- _AIM OF THE EXERCISE_:
Transcribe exactly the lines from the top of the records below through the line that holds "positive clicks: (3, 298)", both included, with no pictures.
--- THE DATA ---
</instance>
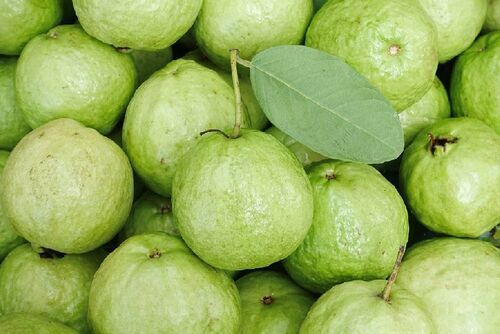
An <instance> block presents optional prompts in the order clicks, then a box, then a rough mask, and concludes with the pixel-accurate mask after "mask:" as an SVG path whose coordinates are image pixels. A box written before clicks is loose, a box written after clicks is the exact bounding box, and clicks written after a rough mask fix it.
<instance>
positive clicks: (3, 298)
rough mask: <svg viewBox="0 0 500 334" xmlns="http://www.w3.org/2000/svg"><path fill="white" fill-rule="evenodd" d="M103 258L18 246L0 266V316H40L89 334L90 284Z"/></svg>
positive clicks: (95, 253)
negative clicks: (19, 314)
mask: <svg viewBox="0 0 500 334" xmlns="http://www.w3.org/2000/svg"><path fill="white" fill-rule="evenodd" d="M104 257H105V252H104V251H95V252H92V253H87V254H75V255H65V254H62V253H58V252H54V251H51V250H46V249H37V250H36V251H35V250H34V249H33V248H32V246H31V245H30V244H24V245H21V246H19V247H17V248H16V249H14V250H13V251H12V252H11V253H10V254H9V255H8V256H7V257H6V258H5V260H4V261H3V263H2V265H1V266H0V314H10V313H17V312H26V313H33V314H40V315H43V316H46V317H49V318H52V319H55V320H57V321H60V322H62V323H64V324H66V325H68V326H70V327H72V328H75V329H76V330H78V332H79V333H89V332H90V329H89V327H88V324H87V308H88V299H89V291H90V284H91V282H92V278H93V276H94V273H95V272H96V270H97V268H98V267H99V264H100V263H101V261H102V260H103V259H104Z"/></svg>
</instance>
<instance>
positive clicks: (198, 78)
mask: <svg viewBox="0 0 500 334" xmlns="http://www.w3.org/2000/svg"><path fill="white" fill-rule="evenodd" d="M234 110H235V102H234V93H233V88H232V87H231V86H230V85H229V84H228V83H227V82H225V81H224V79H223V78H222V77H221V76H220V75H219V74H217V73H216V72H215V71H213V70H211V69H209V68H207V67H204V66H202V65H200V64H198V63H196V62H194V61H192V60H184V59H179V60H176V61H173V62H171V63H170V64H168V65H167V66H166V67H164V68H163V69H161V70H160V71H158V72H156V73H155V74H153V76H152V77H151V78H149V79H148V80H147V81H146V82H144V83H143V84H142V85H141V86H140V87H139V89H137V91H136V92H135V94H134V97H133V98H132V100H131V101H130V104H129V106H128V108H127V112H126V114H125V121H124V123H123V145H124V149H125V152H127V155H128V157H129V159H130V161H131V163H132V166H133V167H134V170H135V171H136V173H137V174H138V175H139V176H140V177H141V178H142V179H143V180H144V182H145V183H146V185H147V186H148V188H149V189H151V190H153V191H154V192H156V193H157V194H160V195H162V196H164V197H169V196H170V194H171V190H172V179H173V176H174V174H175V171H176V170H177V163H178V161H179V159H180V158H181V157H182V156H183V155H184V154H185V153H186V152H187V151H188V150H189V149H190V148H191V147H192V146H193V145H194V144H195V143H196V140H197V138H198V137H199V136H200V132H201V131H205V130H207V129H211V128H219V129H224V128H228V127H231V126H232V124H233V123H234ZM247 124H248V123H247V117H244V118H243V126H244V127H246V126H247Z"/></svg>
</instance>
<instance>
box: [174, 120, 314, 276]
mask: <svg viewBox="0 0 500 334" xmlns="http://www.w3.org/2000/svg"><path fill="white" fill-rule="evenodd" d="M172 204H173V210H174V216H175V218H176V223H177V227H178V228H179V231H180V232H181V235H182V238H183V239H184V240H185V241H186V243H187V245H188V246H189V247H190V248H191V249H192V250H193V252H194V253H195V254H196V255H198V256H199V257H200V258H201V259H202V260H204V261H205V262H207V263H208V264H210V265H212V266H214V267H217V268H221V269H227V270H242V269H253V268H260V267H266V266H268V265H270V264H271V263H273V262H276V261H279V260H282V259H284V258H285V257H287V256H288V255H290V254H291V253H292V252H293V251H294V250H295V249H296V248H297V247H298V246H299V244H300V243H301V242H302V240H303V239H304V237H305V236H306V234H307V231H308V229H309V227H310V226H311V222H312V214H313V198H312V191H311V185H310V183H309V180H308V179H307V175H306V174H305V172H304V170H303V169H302V166H301V165H300V163H299V162H298V161H297V159H296V158H295V156H294V155H293V153H292V152H290V151H289V150H288V149H287V148H286V147H285V146H283V144H281V143H280V142H279V141H278V140H277V139H276V138H274V137H273V136H271V135H269V134H266V133H264V132H260V131H256V130H244V131H243V132H242V133H241V136H240V137H238V138H236V139H230V138H226V137H225V136H224V135H222V134H220V133H211V134H206V135H204V136H203V137H202V138H200V139H199V140H198V142H197V143H196V145H195V146H194V147H193V148H192V149H191V150H190V151H189V153H188V154H186V155H185V156H184V157H183V159H182V161H181V162H180V163H179V165H178V168H177V173H176V174H175V177H174V183H173V191H172Z"/></svg>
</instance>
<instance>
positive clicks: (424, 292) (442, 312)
mask: <svg viewBox="0 0 500 334" xmlns="http://www.w3.org/2000/svg"><path fill="white" fill-rule="evenodd" d="M499 281H500V250H499V249H498V248H495V246H493V245H492V244H490V243H489V242H486V241H480V240H468V239H458V238H436V239H432V240H426V241H423V242H421V243H418V244H416V245H414V246H413V247H412V248H410V249H409V250H408V252H407V254H406V255H405V257H404V259H403V263H402V265H401V269H400V271H399V276H398V282H397V284H398V285H399V286H400V287H402V288H404V289H406V290H408V291H410V292H412V293H413V294H415V295H416V296H417V297H419V298H420V300H421V301H422V302H423V304H424V306H425V307H426V308H427V310H429V312H430V314H431V318H432V320H433V321H434V324H435V325H436V327H437V333H447V334H462V333H496V332H498V328H500V318H499V317H498V310H499V309H500V285H499V284H498V282H499Z"/></svg>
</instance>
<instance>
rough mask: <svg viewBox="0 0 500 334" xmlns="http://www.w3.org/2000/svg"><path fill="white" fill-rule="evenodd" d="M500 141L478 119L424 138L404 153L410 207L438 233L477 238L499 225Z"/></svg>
mask: <svg viewBox="0 0 500 334" xmlns="http://www.w3.org/2000/svg"><path fill="white" fill-rule="evenodd" d="M499 184H500V136H499V135H498V134H496V133H495V131H493V130H492V129H491V128H489V127H488V126H486V125H485V124H484V123H483V122H481V121H479V120H476V119H473V118H465V117H462V118H448V119H444V120H441V121H438V122H436V123H435V124H433V125H431V126H430V127H428V128H426V129H425V130H424V131H422V132H420V134H419V135H417V137H416V138H415V140H414V141H413V143H412V144H411V145H410V146H409V147H408V148H407V149H406V150H405V152H404V153H403V158H402V162H401V169H400V186H401V190H402V193H403V195H404V197H405V200H406V203H407V205H408V206H409V208H410V209H411V211H412V212H413V214H414V215H415V217H416V218H417V219H418V221H419V222H421V223H422V224H424V225H425V226H426V227H427V228H429V229H430V230H432V231H434V232H438V233H444V234H448V235H453V236H457V237H471V238H477V237H479V236H480V235H481V234H483V233H484V232H486V231H489V230H490V229H492V228H493V227H494V226H495V225H496V224H498V222H499V221H500V206H499V205H498V199H499V198H500V188H499V187H498V186H497V185H499Z"/></svg>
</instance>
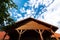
---
- _TASK RESPONSE_:
</instance>
An <instance> block presents optional prompts in the order clicks, then a box, then a rough mask, and concludes with the pixel-accurate mask after "mask:" as an SVG path whose coordinates are image pixels. A box written before clicks is loose, a box written after clicks is the exact bounding box, and clicks written after a rough mask fix it.
<instance>
positive clicks: (3, 298)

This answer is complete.